____ Source information

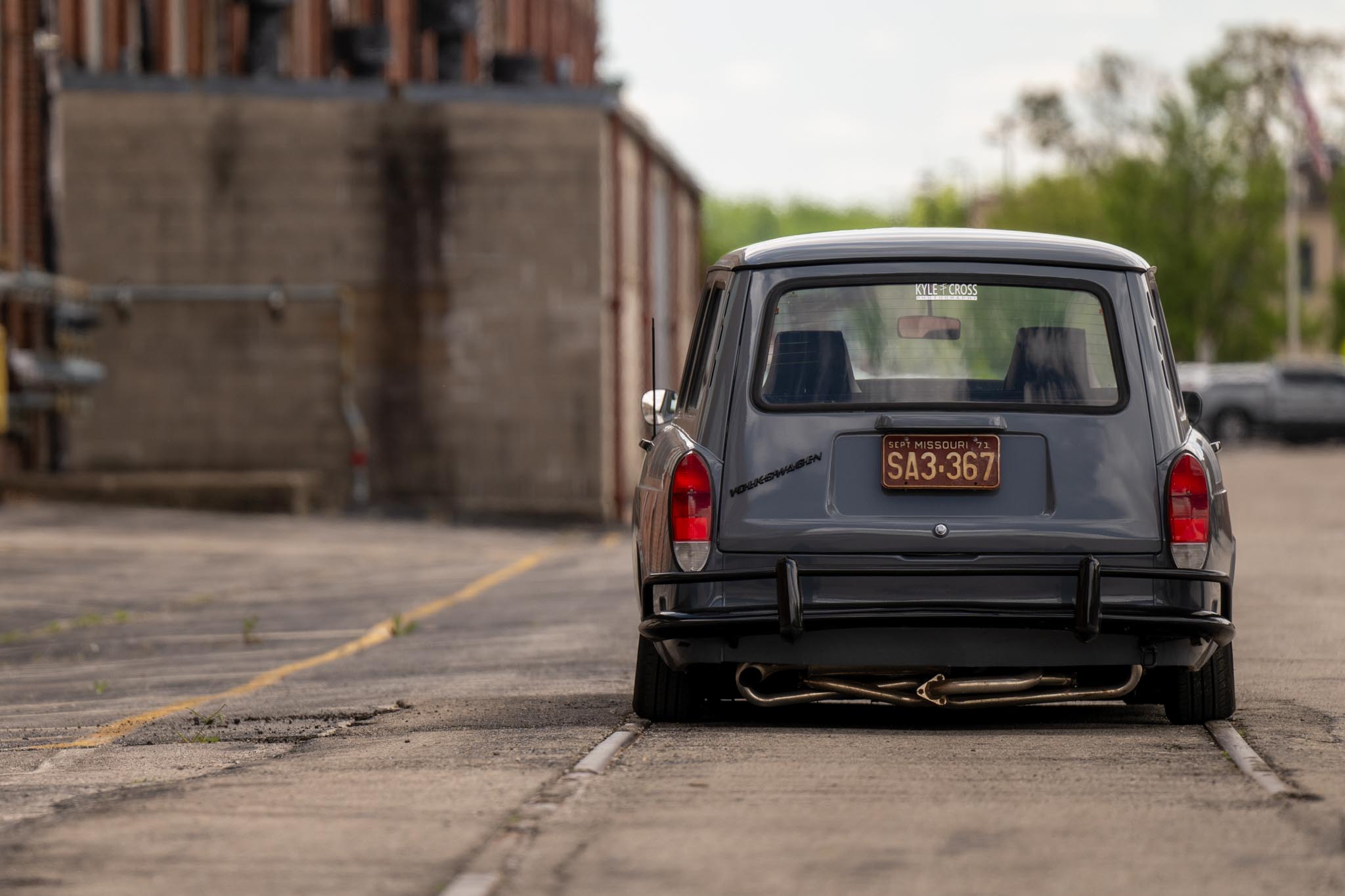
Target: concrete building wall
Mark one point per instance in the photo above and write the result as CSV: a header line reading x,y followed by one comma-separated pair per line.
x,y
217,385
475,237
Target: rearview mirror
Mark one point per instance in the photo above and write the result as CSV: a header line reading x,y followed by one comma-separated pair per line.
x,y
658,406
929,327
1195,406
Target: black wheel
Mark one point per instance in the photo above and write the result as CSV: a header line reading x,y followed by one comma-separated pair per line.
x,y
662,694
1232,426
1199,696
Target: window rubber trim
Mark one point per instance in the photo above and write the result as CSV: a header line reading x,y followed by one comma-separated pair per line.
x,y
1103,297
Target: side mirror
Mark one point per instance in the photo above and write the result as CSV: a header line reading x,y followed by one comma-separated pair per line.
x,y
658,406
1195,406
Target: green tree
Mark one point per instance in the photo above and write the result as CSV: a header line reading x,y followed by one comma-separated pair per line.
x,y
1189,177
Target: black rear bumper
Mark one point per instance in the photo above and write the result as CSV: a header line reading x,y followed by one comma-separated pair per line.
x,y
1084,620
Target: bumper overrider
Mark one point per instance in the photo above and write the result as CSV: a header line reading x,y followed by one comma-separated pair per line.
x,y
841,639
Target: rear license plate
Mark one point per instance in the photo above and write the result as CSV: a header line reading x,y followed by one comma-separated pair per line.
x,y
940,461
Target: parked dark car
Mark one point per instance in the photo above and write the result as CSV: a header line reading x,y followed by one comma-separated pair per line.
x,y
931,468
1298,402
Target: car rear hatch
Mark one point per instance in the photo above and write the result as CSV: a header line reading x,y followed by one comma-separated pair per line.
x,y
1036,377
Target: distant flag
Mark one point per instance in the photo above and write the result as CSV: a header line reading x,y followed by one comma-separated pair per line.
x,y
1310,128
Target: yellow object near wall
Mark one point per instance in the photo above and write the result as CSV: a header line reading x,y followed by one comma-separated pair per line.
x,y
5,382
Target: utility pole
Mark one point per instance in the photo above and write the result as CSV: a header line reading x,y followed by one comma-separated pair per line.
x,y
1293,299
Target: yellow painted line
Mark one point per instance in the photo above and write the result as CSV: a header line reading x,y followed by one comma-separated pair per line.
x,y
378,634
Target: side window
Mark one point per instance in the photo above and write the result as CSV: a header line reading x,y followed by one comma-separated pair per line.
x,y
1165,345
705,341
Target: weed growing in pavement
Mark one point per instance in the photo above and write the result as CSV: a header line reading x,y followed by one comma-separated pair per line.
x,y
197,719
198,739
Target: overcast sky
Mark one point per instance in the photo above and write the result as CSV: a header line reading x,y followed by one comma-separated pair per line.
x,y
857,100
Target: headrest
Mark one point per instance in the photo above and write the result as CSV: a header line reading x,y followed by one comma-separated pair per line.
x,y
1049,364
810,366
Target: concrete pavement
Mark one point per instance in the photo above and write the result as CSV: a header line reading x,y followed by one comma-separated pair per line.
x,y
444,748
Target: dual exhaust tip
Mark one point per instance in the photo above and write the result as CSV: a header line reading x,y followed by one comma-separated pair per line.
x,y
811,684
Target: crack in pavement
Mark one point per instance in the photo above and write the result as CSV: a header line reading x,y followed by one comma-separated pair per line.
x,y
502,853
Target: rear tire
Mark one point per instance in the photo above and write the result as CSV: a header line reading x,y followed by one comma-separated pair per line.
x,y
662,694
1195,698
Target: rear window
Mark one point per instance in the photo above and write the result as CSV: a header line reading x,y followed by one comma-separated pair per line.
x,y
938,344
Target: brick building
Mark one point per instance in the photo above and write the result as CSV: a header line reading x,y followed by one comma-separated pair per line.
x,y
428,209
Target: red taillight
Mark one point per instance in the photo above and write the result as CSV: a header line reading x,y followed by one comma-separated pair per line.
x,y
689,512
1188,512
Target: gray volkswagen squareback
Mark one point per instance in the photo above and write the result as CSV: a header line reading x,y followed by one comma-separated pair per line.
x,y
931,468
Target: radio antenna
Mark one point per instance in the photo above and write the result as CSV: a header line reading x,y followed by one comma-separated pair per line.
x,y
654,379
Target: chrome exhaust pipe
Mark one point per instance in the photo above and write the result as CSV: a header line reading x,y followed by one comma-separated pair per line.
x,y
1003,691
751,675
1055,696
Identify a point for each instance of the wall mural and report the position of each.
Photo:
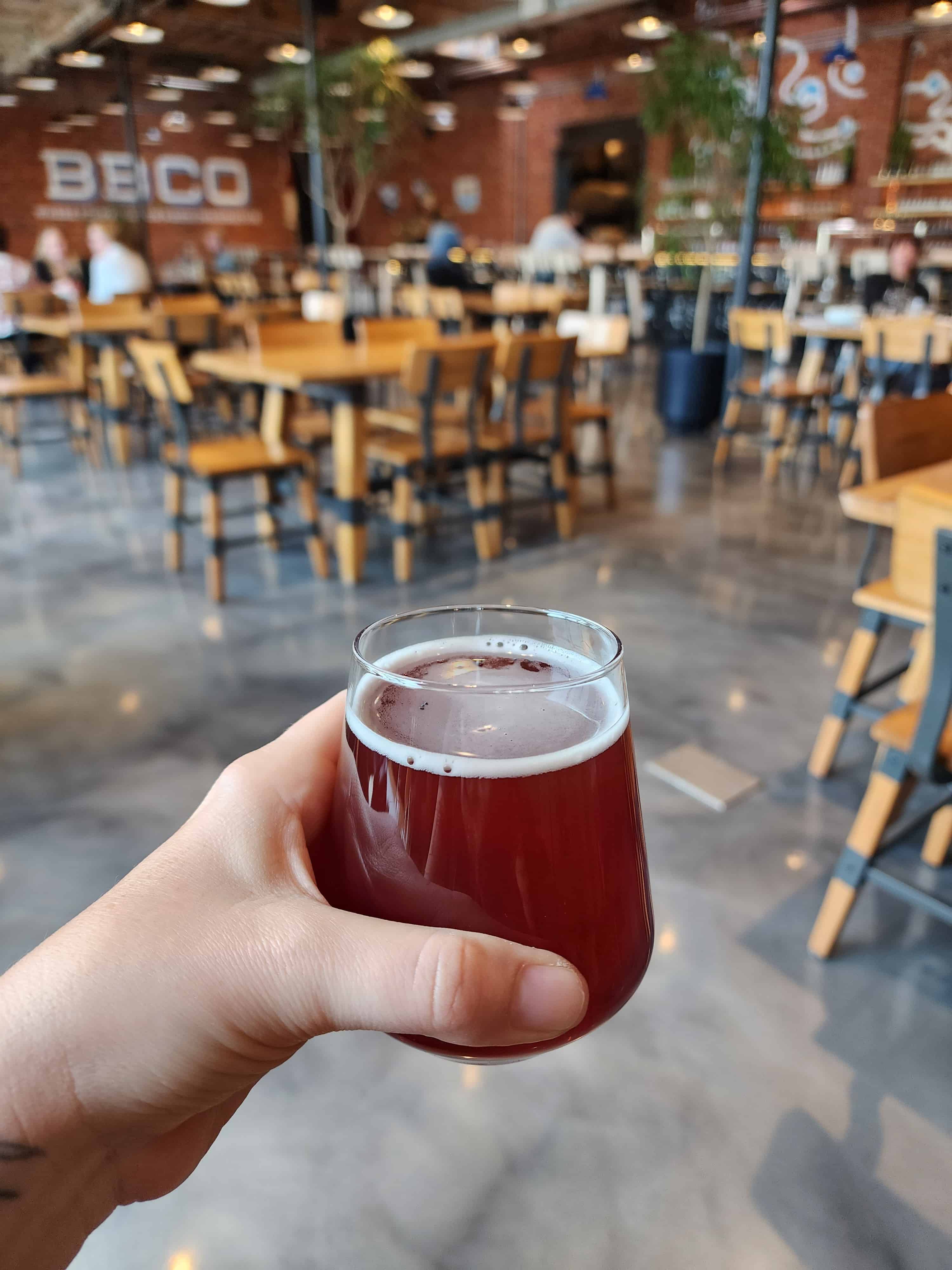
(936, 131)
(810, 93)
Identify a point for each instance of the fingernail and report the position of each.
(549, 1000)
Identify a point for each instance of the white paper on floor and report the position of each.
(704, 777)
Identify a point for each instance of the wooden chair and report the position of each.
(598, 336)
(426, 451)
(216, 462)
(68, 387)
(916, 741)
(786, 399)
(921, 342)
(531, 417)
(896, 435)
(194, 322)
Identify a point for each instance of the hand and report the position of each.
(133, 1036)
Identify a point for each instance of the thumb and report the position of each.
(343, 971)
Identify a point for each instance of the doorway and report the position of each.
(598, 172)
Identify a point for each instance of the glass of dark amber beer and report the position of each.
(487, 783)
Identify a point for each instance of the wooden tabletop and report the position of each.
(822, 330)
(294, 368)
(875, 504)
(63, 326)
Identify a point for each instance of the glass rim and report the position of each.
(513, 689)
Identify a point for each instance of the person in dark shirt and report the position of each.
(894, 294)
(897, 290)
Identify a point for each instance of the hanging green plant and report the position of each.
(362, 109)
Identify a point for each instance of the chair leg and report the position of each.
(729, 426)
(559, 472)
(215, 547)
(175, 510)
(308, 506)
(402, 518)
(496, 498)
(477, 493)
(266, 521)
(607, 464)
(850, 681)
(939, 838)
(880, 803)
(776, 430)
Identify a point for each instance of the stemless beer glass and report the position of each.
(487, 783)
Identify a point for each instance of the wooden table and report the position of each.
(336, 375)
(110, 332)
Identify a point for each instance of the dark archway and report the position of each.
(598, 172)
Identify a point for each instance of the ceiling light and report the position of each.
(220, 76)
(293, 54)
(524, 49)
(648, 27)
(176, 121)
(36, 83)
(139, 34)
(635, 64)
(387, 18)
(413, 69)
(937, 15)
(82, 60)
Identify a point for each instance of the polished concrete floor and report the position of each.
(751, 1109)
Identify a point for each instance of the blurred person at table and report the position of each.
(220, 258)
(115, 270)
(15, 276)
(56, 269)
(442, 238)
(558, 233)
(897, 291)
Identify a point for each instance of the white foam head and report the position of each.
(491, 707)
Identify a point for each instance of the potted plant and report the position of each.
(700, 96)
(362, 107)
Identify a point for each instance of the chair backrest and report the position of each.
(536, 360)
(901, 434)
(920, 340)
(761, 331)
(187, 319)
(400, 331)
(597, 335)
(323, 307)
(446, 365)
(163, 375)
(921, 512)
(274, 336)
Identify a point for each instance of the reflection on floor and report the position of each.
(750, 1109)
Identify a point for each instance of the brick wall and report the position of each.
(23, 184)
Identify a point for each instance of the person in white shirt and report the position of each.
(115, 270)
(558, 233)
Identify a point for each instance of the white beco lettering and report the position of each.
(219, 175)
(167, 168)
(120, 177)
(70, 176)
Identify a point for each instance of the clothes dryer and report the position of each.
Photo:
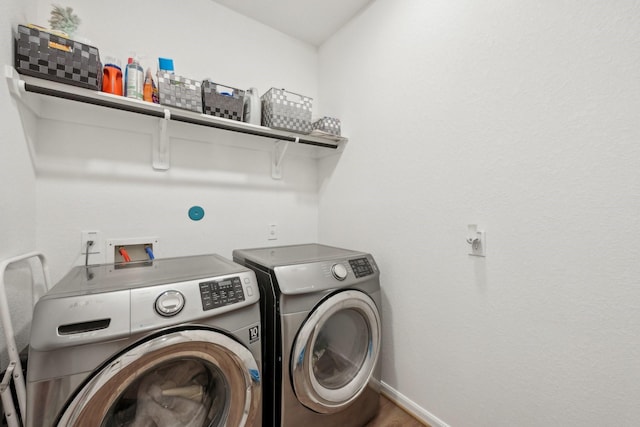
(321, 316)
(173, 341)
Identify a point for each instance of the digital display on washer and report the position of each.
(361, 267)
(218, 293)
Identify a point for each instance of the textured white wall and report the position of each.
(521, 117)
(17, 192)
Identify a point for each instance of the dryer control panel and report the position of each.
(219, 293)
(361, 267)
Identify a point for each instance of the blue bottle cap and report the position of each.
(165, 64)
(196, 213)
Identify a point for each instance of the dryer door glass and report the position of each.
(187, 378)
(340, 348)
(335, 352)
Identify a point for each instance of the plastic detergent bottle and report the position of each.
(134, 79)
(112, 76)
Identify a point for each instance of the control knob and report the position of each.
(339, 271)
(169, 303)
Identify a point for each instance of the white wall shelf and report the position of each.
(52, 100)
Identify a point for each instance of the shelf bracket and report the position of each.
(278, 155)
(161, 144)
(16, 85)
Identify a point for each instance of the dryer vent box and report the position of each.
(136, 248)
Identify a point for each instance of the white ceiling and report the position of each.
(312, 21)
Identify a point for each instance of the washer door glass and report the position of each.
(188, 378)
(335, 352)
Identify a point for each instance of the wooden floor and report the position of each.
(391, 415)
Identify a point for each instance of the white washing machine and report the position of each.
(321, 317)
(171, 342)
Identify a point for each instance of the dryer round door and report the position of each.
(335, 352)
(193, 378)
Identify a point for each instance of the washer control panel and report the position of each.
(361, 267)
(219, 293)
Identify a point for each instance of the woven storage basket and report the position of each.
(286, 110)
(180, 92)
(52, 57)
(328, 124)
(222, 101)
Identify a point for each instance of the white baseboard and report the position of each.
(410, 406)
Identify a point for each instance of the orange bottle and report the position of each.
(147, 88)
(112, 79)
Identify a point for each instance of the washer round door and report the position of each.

________

Retrieve each line from the records above where the word "black" occurs.

Target: black wheel
Target: black rear bumper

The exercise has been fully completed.